Earnings season underwhelms investors as rising interest rates erode dividends appeal

New Zealand's listed companies delivered "solid but not spectacular" results in the February earnings season, providing little reason to drive up stock prices in a market where rising interest rates have eroded the appeal of dividend yields.

The latest round of reporting saw roughly two-thirds of companies on the benchmark S&P/NZX 50 Index report either first-half or full-year earnings, with the remainder generally using a March balance date and set to report in May.

Of the companies that did report, it was a roughly 60-40 split between those that produced good results relative to expectations and those with subpar earnings, Craigs Investment Partners head of private wealth research Mark Lister says.

"It was a reasonably steady reporting season but it certainly didn't set the world on fire," Mr Lister says.

"It is a modest growth market at the moment. We've got a lot of sectors like infrastructure, utilities and real estate, that are more slow and steady. We're seeing signs that we're starting to approach that peak in the earnings cycle and margins are starting to hit their limits."

Before the reporting season, analysts were predicting an average of 6.1% earnings growth in the 2017 financial year, which has now slipped back to 5.8%, Mr Lister says.

"The headwinds that people have talked about - the currency is still quite strong, you've got interest rates on the rise which will put a bit of a handbrake on things, and you've still got a bit of global uncertainty. There are a few mixed messages on that front, it's solid but not spectacular."

Dataset items
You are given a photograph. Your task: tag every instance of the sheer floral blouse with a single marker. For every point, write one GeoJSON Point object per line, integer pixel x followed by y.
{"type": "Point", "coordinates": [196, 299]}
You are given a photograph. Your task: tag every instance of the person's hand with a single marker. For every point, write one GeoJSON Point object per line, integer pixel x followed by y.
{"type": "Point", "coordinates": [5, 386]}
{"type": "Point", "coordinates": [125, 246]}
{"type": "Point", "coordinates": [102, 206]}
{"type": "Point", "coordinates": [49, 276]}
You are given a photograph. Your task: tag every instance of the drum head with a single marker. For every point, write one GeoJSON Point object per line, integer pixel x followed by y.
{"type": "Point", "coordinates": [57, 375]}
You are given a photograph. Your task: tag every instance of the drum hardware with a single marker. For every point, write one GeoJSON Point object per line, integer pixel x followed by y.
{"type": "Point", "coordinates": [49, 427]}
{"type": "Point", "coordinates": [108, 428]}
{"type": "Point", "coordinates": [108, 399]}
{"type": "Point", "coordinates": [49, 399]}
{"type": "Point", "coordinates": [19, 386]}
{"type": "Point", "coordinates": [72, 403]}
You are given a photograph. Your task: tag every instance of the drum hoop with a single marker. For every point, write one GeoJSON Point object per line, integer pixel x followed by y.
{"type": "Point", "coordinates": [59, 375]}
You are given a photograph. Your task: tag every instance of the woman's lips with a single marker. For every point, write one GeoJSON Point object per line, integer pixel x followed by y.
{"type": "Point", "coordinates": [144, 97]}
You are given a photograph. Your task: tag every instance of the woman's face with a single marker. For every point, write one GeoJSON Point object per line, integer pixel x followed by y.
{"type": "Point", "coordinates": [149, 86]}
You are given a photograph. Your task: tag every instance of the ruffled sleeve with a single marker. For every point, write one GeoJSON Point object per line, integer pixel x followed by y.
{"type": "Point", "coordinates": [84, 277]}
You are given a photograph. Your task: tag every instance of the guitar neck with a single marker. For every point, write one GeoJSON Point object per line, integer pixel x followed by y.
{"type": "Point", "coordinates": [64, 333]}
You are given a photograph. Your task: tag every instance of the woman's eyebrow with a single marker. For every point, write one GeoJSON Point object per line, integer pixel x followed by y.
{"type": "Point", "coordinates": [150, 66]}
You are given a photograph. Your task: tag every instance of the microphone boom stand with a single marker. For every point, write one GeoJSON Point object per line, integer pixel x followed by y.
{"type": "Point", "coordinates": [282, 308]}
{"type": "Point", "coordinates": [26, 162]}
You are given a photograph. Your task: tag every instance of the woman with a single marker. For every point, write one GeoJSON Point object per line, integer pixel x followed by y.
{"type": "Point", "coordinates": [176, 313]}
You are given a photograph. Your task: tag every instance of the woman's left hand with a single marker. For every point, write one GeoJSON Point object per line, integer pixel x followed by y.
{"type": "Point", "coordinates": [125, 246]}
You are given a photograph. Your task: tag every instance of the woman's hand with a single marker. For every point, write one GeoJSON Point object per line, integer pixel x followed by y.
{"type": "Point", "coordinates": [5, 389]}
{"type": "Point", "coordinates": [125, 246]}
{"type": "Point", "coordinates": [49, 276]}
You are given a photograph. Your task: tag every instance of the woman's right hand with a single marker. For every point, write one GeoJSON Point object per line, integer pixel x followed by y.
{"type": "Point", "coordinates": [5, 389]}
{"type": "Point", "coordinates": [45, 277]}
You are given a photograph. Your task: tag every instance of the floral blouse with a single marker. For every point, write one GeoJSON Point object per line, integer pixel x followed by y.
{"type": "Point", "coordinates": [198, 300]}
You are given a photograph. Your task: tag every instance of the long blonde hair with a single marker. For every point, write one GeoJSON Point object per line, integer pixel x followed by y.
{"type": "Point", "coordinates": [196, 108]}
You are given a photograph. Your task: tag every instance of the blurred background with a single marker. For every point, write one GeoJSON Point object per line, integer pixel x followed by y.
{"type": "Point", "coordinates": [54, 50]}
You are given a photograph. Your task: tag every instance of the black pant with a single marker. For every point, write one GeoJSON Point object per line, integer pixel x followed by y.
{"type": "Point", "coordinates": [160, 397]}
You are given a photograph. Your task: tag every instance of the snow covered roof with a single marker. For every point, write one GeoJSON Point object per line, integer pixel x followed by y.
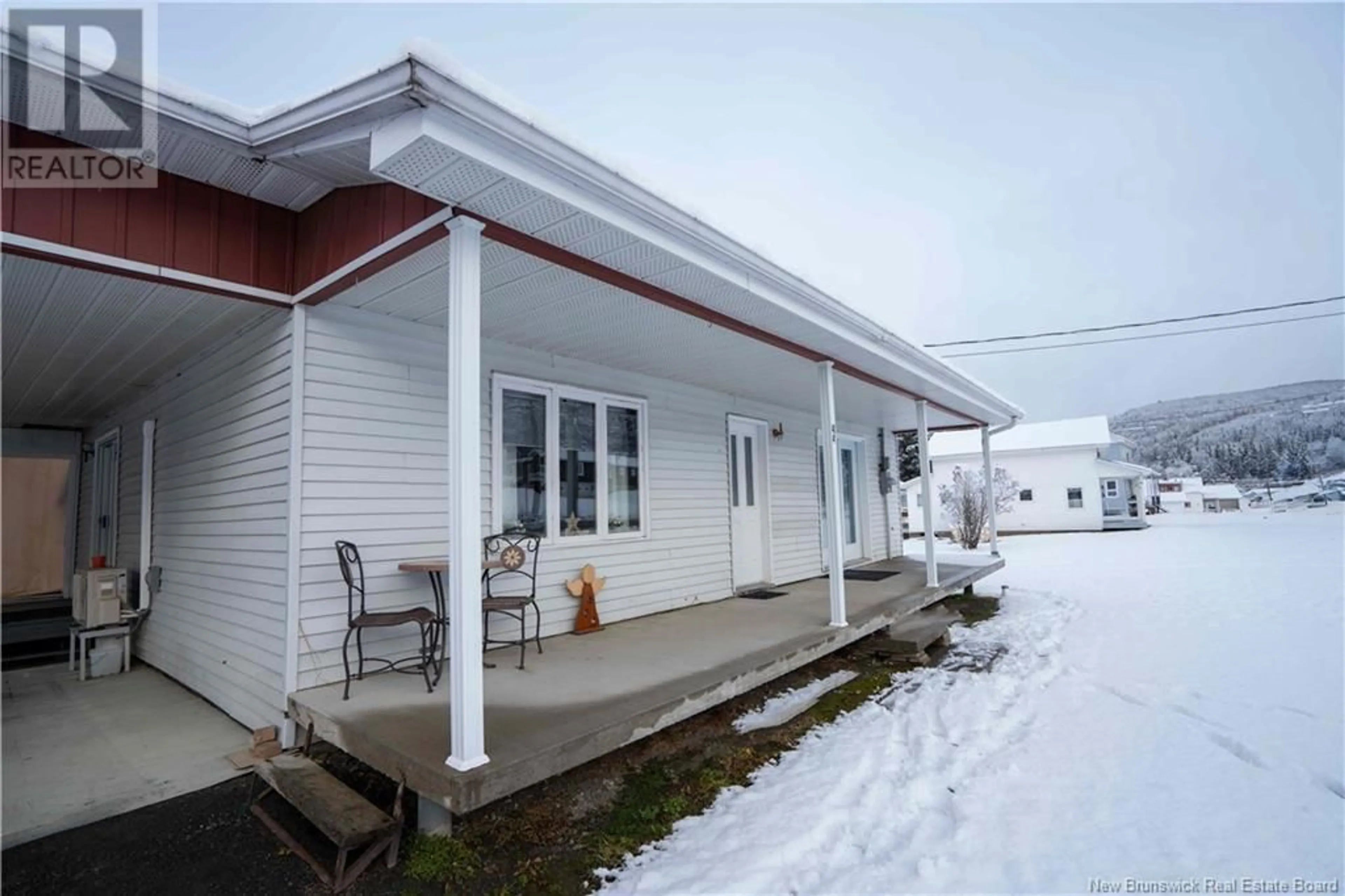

§ **What to work on**
Do the statements below agree with the earnings season article? Answer yes or no for each, and quote the words from the article that settle it.
1. About two-thirds of companies on the S&P/NZX 50 Index reported earnings in the latest round.
2. Analysts' average forecast for earnings growth in the 2017 financial year went up during the reporting season.
3. Mr Lister lists a weak currency among the headwinds.

§ **Answer space**
1. Yes: "roughly two-thirds of companies on the benchmark S&P/NZX 50 Index report either first-half or full-year earnings"
2. No: "analysts were predicting an average of 6.1% earnings growth in the 2017 financial year, which has now slipped back to 5.8%"
3. No: "the currency is still quite strong"